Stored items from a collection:
-- begin --

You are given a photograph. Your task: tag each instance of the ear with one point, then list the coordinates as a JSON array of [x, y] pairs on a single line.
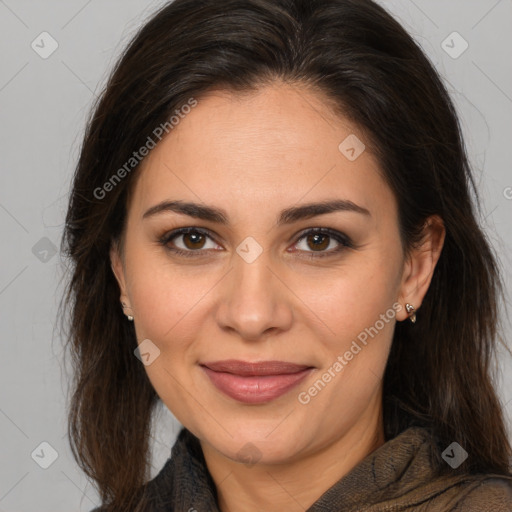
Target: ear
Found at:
[[420, 265], [117, 265]]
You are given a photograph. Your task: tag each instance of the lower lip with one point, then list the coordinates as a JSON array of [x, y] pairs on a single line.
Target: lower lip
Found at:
[[255, 389]]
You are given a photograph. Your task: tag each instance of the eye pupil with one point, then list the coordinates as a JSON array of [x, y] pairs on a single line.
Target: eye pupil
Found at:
[[319, 241], [193, 238]]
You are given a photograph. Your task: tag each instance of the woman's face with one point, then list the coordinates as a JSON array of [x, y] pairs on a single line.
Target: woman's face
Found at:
[[252, 283]]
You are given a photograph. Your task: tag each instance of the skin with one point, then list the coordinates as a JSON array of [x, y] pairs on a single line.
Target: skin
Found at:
[[253, 156]]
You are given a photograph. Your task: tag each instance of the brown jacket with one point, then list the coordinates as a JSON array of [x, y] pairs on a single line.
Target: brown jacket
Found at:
[[396, 477]]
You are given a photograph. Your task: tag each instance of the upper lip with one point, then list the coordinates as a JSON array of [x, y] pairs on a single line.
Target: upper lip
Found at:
[[247, 369]]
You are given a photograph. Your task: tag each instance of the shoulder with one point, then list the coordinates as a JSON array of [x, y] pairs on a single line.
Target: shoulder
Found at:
[[488, 493]]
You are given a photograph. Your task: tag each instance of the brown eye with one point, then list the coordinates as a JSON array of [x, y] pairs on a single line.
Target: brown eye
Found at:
[[188, 242], [194, 240], [318, 242]]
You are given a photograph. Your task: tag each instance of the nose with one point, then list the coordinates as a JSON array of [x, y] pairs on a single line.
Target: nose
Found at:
[[254, 301]]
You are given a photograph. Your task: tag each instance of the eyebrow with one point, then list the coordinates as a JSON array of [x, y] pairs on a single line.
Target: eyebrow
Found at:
[[286, 216]]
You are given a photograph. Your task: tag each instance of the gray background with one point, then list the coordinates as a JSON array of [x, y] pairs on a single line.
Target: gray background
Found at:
[[43, 106]]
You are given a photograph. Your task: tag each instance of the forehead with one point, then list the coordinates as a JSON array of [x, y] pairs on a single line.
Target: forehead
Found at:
[[276, 145]]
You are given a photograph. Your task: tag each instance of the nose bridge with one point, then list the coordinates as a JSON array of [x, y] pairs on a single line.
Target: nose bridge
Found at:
[[253, 300]]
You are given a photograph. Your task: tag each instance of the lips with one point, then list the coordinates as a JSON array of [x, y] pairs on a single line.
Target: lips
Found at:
[[254, 383]]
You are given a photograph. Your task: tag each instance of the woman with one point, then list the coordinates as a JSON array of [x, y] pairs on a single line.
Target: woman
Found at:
[[272, 231]]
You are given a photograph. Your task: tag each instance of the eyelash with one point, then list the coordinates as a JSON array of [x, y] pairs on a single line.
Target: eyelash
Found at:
[[344, 241]]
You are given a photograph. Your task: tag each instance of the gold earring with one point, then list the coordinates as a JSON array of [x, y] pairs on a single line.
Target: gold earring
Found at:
[[130, 317], [411, 312]]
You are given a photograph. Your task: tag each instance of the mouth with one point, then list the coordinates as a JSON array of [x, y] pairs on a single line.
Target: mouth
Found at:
[[255, 383]]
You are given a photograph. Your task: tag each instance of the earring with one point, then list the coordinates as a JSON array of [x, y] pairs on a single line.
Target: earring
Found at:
[[130, 317], [411, 311]]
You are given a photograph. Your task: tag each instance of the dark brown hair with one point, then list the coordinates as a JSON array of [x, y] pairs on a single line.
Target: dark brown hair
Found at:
[[369, 69]]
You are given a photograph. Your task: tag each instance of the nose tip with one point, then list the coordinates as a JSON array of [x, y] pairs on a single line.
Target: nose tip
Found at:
[[254, 303]]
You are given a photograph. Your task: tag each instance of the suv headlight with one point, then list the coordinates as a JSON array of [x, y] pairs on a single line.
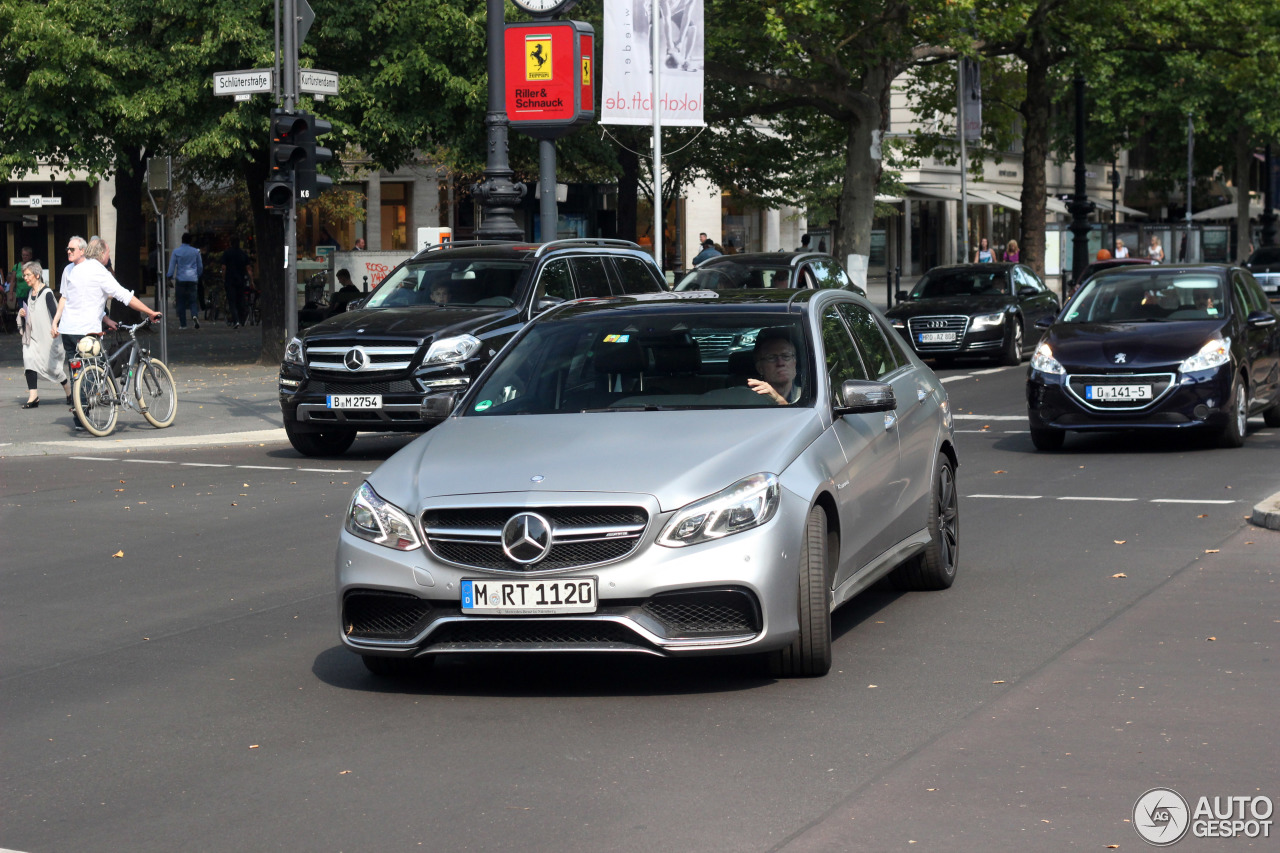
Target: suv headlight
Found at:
[[1045, 361], [452, 350], [293, 352], [1214, 354], [748, 503], [987, 320], [374, 519]]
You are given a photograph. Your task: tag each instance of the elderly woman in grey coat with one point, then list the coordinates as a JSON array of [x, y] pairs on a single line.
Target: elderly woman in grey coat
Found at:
[[41, 350]]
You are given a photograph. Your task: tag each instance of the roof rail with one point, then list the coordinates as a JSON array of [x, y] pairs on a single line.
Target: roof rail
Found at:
[[457, 243], [584, 241]]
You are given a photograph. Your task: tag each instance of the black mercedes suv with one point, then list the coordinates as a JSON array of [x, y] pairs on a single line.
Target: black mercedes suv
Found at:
[[400, 359]]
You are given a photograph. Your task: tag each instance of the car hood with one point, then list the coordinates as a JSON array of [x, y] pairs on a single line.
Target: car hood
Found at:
[[1086, 346], [416, 322], [675, 456], [981, 304]]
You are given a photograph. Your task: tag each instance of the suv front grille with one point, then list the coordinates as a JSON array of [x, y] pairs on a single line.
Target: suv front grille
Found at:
[[954, 323], [581, 536]]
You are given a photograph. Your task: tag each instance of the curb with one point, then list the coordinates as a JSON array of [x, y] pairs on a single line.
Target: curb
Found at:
[[1267, 512]]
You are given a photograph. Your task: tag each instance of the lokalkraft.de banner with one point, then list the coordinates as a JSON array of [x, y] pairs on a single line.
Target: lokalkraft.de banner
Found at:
[[626, 85]]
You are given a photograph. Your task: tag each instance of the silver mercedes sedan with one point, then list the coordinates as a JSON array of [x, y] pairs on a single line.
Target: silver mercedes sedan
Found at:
[[668, 474]]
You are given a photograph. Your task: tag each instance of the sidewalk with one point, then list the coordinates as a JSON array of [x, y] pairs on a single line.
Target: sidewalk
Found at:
[[224, 396]]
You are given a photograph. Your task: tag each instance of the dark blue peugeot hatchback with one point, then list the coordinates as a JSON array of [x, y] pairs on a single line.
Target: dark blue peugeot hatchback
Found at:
[[1159, 347]]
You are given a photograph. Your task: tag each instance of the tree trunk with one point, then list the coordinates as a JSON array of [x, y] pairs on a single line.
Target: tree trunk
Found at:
[[269, 245], [1034, 112], [1243, 160]]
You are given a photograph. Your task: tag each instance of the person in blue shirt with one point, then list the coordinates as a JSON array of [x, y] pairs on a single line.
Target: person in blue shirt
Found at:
[[186, 267], [708, 251]]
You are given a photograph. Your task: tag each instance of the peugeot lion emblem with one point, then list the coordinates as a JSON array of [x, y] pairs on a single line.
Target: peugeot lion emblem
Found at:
[[526, 538], [355, 359]]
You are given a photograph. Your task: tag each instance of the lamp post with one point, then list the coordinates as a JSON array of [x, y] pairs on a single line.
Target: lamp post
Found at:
[[497, 194], [1080, 205]]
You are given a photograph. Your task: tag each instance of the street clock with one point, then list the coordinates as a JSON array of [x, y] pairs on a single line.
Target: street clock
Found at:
[[545, 8]]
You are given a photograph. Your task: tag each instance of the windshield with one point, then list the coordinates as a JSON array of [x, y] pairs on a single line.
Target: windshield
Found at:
[[649, 360], [728, 276], [960, 283], [456, 283], [1147, 299]]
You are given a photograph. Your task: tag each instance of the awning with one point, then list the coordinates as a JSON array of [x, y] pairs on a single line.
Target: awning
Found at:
[[1226, 211], [1104, 205]]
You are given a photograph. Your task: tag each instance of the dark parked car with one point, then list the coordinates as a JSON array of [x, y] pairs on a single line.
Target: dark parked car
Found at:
[[1265, 265], [1159, 347], [398, 360], [973, 310], [757, 270]]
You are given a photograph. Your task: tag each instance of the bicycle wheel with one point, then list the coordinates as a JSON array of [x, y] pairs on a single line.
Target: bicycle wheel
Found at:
[[95, 400], [156, 393]]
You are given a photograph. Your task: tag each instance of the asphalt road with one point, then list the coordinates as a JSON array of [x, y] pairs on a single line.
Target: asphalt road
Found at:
[[173, 678]]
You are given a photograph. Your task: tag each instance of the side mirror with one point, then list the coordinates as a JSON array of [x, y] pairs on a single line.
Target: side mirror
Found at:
[[860, 396]]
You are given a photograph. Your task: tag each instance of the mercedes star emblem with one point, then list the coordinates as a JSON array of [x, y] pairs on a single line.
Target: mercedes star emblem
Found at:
[[526, 538], [355, 359]]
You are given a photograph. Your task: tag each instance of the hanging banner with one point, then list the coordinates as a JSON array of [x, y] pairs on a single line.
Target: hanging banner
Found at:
[[626, 87]]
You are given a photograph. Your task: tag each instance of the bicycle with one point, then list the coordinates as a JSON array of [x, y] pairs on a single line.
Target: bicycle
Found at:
[[147, 389]]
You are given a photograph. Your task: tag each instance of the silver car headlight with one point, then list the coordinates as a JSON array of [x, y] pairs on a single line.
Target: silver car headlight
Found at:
[[1045, 361], [293, 352], [1214, 354], [748, 503], [987, 320], [385, 524], [452, 350]]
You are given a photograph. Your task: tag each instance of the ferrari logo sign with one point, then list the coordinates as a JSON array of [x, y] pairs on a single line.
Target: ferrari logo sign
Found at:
[[538, 58]]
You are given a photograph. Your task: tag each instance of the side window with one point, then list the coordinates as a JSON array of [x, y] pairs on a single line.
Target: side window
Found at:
[[554, 281], [842, 359], [871, 340], [636, 277], [590, 277]]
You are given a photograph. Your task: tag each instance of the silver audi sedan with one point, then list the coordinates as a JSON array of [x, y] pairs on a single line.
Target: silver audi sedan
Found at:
[[668, 474]]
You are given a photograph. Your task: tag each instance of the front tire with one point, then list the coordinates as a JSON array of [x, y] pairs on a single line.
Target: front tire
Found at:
[[330, 442], [158, 396], [936, 568], [1237, 423], [809, 653], [94, 400]]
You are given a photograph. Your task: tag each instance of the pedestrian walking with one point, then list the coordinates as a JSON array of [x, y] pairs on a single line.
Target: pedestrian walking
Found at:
[[236, 276], [186, 267], [41, 349]]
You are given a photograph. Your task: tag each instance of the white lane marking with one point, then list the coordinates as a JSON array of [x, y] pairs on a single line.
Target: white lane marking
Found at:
[[1098, 498], [1185, 501], [1009, 497]]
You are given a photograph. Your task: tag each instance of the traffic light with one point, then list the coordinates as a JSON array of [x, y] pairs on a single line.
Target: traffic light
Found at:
[[310, 183]]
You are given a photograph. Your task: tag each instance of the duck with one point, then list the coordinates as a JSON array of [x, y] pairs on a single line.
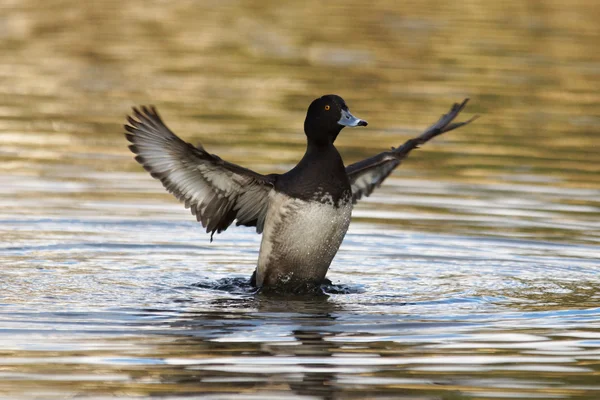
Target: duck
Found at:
[[303, 214]]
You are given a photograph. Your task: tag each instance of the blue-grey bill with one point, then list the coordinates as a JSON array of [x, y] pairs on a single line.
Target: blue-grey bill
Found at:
[[348, 119]]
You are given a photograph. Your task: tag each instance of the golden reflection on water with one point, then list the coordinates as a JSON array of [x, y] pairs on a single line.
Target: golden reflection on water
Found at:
[[238, 76]]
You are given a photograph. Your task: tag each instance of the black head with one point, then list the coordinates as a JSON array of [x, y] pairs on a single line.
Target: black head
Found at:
[[326, 117]]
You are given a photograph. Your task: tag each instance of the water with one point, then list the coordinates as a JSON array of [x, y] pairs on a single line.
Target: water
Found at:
[[471, 274]]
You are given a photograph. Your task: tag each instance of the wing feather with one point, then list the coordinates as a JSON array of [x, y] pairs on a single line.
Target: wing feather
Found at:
[[216, 192], [368, 174]]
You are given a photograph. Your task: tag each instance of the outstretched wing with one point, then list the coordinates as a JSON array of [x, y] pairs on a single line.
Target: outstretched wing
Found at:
[[217, 192], [368, 174]]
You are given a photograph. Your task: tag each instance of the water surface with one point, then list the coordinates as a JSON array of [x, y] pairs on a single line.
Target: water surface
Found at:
[[471, 274]]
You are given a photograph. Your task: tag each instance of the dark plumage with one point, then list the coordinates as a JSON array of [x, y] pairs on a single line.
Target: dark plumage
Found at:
[[303, 213]]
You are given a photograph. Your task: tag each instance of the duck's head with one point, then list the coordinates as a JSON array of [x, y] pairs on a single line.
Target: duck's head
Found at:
[[326, 117]]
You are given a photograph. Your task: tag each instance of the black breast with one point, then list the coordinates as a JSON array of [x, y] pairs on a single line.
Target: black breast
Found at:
[[319, 176]]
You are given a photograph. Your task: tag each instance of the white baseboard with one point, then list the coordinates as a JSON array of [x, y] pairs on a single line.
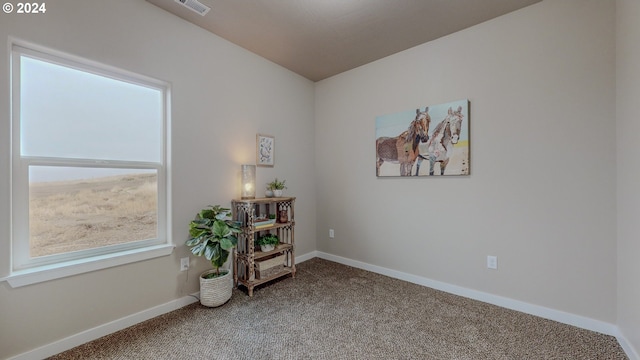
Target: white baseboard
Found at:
[[628, 348], [105, 329], [305, 257], [541, 311], [560, 316]]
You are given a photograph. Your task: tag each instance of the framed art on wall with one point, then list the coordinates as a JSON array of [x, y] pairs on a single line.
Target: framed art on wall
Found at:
[[437, 135], [265, 150]]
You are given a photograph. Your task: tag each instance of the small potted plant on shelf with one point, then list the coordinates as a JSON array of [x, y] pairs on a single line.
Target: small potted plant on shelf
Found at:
[[267, 242], [276, 186], [213, 235]]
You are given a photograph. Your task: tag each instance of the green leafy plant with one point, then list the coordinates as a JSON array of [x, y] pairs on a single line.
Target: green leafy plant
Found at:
[[267, 239], [276, 185], [213, 235]]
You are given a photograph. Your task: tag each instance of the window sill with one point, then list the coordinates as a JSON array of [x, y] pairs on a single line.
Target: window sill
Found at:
[[56, 271]]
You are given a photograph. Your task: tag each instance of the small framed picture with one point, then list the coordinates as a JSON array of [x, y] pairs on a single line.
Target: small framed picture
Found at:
[[265, 150]]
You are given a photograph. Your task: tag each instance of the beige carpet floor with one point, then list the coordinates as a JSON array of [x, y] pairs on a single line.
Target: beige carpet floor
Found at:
[[332, 311]]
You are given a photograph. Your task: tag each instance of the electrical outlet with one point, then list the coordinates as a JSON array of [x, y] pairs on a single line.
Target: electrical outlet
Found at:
[[492, 262], [184, 264]]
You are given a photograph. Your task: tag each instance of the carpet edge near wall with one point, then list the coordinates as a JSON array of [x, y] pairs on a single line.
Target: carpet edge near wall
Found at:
[[547, 313]]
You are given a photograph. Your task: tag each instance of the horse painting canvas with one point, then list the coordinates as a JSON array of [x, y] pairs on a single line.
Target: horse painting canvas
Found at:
[[445, 147], [403, 148]]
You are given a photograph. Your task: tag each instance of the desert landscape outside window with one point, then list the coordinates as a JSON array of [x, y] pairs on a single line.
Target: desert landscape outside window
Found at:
[[89, 159]]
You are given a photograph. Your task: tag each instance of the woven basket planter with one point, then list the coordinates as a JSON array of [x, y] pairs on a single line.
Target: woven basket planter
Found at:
[[217, 291]]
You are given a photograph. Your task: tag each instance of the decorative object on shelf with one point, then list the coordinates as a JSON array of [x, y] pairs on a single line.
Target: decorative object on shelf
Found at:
[[252, 267], [267, 242], [263, 222], [276, 186], [265, 150], [248, 182], [405, 139], [213, 235]]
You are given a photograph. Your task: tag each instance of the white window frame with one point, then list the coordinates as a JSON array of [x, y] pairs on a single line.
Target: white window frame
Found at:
[[26, 270]]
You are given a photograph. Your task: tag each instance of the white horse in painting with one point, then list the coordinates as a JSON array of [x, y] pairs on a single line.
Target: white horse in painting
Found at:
[[440, 145]]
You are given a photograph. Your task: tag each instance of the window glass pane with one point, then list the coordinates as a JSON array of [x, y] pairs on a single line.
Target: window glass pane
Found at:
[[70, 113], [73, 208]]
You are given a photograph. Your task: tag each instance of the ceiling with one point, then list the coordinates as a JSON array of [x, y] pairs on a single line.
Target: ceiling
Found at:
[[321, 38]]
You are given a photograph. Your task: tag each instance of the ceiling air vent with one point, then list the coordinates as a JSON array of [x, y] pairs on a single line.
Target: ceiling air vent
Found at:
[[194, 5]]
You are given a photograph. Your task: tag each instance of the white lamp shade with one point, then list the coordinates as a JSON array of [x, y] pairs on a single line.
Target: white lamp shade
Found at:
[[248, 190]]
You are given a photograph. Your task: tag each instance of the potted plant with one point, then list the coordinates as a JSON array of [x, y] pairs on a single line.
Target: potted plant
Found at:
[[276, 186], [213, 235], [267, 242]]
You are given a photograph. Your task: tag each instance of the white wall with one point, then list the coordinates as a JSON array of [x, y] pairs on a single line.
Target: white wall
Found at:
[[222, 96], [628, 168], [541, 194]]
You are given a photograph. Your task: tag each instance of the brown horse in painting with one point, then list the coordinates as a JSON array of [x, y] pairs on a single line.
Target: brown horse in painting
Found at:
[[403, 149], [444, 136]]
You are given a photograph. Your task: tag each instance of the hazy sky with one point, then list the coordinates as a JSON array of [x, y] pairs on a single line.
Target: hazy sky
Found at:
[[394, 124], [70, 113]]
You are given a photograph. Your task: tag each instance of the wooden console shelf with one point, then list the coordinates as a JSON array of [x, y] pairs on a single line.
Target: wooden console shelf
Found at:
[[246, 256]]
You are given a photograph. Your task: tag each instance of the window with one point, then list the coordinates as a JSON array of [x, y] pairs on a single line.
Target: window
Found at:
[[89, 163]]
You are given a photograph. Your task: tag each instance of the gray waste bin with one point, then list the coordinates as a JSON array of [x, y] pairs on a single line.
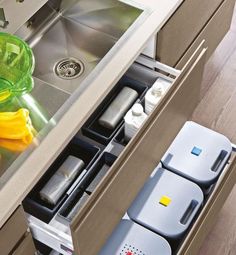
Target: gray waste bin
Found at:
[[167, 204], [131, 239], [198, 154]]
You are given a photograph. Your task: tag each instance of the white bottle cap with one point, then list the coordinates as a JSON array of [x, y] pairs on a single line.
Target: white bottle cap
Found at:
[[137, 110], [157, 89]]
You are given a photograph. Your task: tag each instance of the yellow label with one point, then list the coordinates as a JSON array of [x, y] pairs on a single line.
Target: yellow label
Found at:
[[4, 95]]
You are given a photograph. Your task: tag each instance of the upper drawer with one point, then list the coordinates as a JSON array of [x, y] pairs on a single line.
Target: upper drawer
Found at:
[[181, 29], [17, 12], [12, 231], [128, 174]]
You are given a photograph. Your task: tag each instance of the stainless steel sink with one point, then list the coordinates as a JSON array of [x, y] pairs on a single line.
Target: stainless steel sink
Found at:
[[69, 38]]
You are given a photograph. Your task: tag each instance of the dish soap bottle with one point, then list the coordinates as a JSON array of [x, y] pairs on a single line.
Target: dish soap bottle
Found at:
[[134, 118], [155, 93]]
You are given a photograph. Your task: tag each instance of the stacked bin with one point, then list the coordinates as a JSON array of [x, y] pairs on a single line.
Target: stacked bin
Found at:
[[171, 199], [167, 204]]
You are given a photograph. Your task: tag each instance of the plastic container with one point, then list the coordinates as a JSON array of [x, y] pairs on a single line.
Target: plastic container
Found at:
[[33, 203], [93, 129], [131, 239], [155, 93], [134, 119], [198, 154], [167, 204], [17, 65]]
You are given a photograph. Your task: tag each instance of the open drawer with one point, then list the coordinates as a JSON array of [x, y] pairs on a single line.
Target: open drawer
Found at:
[[87, 231]]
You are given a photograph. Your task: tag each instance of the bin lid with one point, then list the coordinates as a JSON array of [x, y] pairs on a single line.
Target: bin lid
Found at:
[[167, 203], [131, 239], [198, 153]]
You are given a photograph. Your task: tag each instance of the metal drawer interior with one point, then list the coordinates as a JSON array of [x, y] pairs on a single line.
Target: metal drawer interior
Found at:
[[106, 201]]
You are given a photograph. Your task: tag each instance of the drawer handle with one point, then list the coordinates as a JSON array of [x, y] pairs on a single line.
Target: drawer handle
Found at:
[[215, 167], [3, 22], [188, 213]]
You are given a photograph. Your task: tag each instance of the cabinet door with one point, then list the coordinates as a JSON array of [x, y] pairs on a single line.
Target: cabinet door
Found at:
[[26, 247], [107, 205], [213, 32], [12, 231], [182, 28]]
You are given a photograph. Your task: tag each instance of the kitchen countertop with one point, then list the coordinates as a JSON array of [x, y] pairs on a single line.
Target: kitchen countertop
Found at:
[[29, 172]]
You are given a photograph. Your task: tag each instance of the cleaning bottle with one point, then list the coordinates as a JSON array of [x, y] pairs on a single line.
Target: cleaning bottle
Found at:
[[155, 93], [134, 118]]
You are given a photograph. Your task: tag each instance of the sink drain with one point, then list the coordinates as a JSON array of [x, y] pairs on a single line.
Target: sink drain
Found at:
[[69, 68]]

-- end --

Copy out the stretch of material from the line containing "the brown eye" through the line containing "[[188, 242], [194, 240], [318, 242]]", both ends included. Scale every point coordinate in the answer by 1.85, rounding to whole numbers with halves going up, and leave all other wording unchanged.

▶ Task output:
You are given a photograph. Your task: tag each instance of the brown eye with one point, then list the coordinates as a JSON array of [x, y] pairs on a single line.
Target: brown eye
Found at:
[[348, 448], [359, 444], [588, 448]]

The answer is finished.